▸ **THE TASK**
Copy out the material that follows line for line, with no changes.

▸ **THE INPUT**
:::
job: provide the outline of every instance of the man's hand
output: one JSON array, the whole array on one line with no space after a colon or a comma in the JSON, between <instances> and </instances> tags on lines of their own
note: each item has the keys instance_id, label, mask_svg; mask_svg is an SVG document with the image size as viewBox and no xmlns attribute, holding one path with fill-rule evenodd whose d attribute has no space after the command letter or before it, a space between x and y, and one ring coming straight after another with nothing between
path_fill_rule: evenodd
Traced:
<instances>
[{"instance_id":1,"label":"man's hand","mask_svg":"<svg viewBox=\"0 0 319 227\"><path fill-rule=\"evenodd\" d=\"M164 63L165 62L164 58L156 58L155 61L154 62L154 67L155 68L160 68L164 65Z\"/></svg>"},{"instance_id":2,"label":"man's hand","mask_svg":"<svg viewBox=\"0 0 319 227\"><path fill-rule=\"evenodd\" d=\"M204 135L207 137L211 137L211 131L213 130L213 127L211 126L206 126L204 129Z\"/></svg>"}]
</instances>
:::
▸ **WORKED SOLUTION**
job: provide the outline of every instance of the man's hand
output: one JSON array, the whole array on one line with no space after a colon or a comma in the JSON, between <instances> and </instances> tags on lines of their own
note: each item has the keys instance_id, label, mask_svg; mask_svg is an SVG document with the image size as viewBox and no xmlns attribute, holding one path with fill-rule evenodd whose d attribute has no space after the command letter or before it, a space between x and y, and one ring coming straight after another with nothing between
path_fill_rule: evenodd
Traced:
<instances>
[{"instance_id":1,"label":"man's hand","mask_svg":"<svg viewBox=\"0 0 319 227\"><path fill-rule=\"evenodd\" d=\"M164 63L165 62L164 58L156 58L155 61L154 62L154 67L155 68L160 68L164 65Z\"/></svg>"},{"instance_id":2,"label":"man's hand","mask_svg":"<svg viewBox=\"0 0 319 227\"><path fill-rule=\"evenodd\" d=\"M204 135L207 137L211 137L211 131L213 130L213 127L211 126L206 126L204 129Z\"/></svg>"}]
</instances>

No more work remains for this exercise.